A block of data:
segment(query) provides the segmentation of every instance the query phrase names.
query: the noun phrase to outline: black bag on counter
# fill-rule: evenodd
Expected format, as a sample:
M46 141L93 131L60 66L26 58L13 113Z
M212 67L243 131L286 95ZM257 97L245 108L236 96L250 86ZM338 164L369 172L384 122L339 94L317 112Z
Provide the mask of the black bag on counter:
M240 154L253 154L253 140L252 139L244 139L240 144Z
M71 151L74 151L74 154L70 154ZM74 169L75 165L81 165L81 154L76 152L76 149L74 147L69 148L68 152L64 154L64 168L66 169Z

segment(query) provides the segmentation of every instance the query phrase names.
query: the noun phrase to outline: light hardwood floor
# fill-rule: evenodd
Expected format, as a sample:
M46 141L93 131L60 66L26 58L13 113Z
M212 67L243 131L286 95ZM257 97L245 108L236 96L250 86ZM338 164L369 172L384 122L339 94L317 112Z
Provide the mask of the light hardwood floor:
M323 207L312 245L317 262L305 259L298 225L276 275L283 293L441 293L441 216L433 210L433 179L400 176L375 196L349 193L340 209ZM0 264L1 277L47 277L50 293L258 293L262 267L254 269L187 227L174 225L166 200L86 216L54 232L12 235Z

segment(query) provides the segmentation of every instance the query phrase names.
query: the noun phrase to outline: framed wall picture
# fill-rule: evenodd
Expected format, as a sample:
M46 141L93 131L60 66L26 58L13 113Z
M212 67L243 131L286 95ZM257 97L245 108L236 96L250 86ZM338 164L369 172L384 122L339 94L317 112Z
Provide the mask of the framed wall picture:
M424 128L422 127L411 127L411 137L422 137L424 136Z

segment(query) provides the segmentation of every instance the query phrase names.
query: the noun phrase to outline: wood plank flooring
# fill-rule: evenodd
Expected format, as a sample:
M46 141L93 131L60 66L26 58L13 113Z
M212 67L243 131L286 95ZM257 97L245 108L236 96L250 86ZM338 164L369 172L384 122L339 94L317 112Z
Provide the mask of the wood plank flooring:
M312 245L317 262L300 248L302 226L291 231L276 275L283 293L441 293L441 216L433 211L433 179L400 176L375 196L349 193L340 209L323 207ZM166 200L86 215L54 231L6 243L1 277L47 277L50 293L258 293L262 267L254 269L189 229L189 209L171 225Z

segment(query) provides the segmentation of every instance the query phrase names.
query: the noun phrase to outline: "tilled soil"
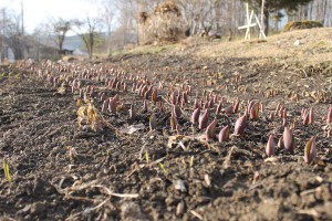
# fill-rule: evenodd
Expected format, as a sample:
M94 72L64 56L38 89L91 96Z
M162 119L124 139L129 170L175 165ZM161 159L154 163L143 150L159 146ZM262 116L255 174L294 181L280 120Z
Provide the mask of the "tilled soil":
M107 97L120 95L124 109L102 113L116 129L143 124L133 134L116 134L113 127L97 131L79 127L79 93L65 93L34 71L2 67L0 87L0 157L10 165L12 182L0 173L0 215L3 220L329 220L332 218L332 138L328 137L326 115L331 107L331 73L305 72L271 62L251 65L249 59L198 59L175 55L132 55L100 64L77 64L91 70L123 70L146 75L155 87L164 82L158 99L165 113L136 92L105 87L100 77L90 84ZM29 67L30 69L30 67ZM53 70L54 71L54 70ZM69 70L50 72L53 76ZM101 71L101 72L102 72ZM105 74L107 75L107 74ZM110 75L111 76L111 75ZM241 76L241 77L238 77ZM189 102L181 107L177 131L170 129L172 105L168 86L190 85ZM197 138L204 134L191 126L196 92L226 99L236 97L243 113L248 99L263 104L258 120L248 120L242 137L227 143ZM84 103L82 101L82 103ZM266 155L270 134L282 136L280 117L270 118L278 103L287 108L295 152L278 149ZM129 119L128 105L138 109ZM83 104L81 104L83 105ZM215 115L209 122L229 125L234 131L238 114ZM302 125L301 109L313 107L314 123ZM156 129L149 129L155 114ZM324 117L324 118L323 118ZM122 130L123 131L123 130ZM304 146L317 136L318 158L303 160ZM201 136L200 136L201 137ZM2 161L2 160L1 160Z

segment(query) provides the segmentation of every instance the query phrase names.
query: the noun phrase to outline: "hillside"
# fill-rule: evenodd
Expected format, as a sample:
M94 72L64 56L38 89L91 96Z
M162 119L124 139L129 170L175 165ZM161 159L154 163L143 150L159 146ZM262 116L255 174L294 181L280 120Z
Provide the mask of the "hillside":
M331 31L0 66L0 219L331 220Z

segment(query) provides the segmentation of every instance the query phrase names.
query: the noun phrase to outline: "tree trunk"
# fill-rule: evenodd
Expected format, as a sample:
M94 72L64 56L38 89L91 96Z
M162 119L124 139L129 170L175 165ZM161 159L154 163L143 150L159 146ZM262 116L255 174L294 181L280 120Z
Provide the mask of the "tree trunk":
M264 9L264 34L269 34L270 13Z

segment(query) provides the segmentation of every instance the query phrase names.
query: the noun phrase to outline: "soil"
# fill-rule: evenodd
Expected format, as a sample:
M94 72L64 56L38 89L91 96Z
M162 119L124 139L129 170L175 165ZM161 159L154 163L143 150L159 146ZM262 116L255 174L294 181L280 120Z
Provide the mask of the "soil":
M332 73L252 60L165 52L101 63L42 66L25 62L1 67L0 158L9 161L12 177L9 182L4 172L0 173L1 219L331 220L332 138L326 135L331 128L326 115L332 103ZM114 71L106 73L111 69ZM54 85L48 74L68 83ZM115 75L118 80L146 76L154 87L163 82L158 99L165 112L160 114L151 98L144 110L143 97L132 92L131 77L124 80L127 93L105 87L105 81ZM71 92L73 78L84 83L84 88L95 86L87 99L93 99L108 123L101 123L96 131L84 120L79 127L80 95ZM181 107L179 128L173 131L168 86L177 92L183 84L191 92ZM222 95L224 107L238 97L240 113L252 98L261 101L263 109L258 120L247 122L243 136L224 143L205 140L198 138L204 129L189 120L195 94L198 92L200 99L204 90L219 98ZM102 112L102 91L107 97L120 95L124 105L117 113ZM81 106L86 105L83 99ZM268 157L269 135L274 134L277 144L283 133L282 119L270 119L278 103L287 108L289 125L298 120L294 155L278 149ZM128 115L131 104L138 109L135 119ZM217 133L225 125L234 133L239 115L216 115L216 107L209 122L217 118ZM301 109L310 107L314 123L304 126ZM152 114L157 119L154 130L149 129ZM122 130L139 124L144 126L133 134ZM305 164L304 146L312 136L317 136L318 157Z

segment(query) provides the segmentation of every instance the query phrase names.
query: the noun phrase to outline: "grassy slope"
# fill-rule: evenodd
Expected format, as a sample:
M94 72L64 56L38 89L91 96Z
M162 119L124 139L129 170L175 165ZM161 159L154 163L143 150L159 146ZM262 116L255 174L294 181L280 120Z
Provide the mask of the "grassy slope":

...

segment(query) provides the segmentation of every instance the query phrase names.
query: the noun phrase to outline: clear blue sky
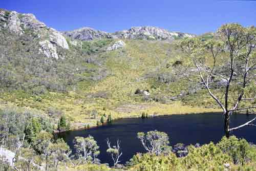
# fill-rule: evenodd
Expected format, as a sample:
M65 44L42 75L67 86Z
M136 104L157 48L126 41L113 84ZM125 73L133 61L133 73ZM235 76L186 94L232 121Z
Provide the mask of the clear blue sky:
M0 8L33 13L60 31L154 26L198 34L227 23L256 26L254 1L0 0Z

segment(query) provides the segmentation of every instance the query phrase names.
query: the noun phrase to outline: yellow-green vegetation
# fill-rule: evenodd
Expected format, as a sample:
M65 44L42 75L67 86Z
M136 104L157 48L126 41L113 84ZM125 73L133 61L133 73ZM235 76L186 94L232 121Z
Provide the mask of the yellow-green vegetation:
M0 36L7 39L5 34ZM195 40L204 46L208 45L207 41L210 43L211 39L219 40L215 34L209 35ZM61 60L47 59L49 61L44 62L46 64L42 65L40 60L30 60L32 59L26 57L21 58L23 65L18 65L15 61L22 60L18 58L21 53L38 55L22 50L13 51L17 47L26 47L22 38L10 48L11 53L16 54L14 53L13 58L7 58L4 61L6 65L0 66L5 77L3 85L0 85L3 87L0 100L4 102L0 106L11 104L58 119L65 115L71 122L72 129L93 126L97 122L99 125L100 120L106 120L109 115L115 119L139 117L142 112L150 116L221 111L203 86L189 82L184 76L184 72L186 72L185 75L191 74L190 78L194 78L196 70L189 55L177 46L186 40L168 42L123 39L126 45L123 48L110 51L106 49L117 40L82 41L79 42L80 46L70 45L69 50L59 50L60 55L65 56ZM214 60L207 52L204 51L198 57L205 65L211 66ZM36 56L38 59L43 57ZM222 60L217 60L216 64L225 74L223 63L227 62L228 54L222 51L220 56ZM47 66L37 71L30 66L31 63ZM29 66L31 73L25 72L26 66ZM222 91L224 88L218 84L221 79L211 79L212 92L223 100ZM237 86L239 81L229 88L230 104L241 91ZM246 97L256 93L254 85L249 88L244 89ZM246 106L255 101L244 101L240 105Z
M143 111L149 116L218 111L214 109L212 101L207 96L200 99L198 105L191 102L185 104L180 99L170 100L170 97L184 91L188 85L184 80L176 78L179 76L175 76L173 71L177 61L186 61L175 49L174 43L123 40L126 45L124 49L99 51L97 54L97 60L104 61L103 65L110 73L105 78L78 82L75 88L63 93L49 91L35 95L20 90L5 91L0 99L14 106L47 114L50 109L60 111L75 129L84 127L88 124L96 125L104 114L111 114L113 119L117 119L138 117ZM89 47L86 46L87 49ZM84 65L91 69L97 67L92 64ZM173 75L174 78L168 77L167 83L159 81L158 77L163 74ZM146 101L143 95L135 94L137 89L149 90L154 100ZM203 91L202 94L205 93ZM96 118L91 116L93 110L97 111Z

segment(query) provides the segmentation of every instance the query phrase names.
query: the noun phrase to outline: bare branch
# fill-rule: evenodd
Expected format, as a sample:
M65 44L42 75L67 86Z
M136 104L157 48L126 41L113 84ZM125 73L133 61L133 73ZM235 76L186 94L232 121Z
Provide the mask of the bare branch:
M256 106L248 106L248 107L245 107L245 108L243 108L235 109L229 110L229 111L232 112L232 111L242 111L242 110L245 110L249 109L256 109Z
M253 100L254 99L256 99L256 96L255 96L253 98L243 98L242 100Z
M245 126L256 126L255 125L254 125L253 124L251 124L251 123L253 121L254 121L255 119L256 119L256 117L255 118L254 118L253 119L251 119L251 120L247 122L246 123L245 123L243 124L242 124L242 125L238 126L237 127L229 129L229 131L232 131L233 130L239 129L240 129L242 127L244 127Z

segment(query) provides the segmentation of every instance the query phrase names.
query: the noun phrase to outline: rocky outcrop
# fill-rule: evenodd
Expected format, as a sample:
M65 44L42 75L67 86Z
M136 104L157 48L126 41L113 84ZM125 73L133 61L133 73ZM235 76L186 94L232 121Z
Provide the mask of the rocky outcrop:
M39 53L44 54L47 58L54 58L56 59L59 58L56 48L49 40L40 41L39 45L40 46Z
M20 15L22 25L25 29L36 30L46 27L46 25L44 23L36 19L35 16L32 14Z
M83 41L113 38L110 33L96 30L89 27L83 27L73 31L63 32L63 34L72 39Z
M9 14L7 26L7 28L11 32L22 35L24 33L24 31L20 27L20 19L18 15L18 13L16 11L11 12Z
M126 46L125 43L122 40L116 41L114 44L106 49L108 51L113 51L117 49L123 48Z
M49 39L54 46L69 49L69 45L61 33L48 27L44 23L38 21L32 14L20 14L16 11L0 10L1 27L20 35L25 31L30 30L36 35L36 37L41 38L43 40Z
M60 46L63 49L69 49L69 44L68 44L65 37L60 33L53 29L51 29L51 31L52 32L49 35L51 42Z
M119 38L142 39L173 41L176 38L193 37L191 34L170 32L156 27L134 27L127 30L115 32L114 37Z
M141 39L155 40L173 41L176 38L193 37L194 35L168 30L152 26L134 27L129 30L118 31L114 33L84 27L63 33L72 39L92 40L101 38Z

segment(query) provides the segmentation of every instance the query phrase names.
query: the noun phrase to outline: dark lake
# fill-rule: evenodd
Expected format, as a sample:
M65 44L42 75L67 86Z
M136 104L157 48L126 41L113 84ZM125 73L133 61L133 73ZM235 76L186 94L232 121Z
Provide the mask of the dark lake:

• [Short problem]: Report each line from the blocks of data above that contains the word "grassy", copying every such line in full.

• [Written response]:
query: the noun phrase to outline: "grassy slope"
Provide the mask of the "grassy slope":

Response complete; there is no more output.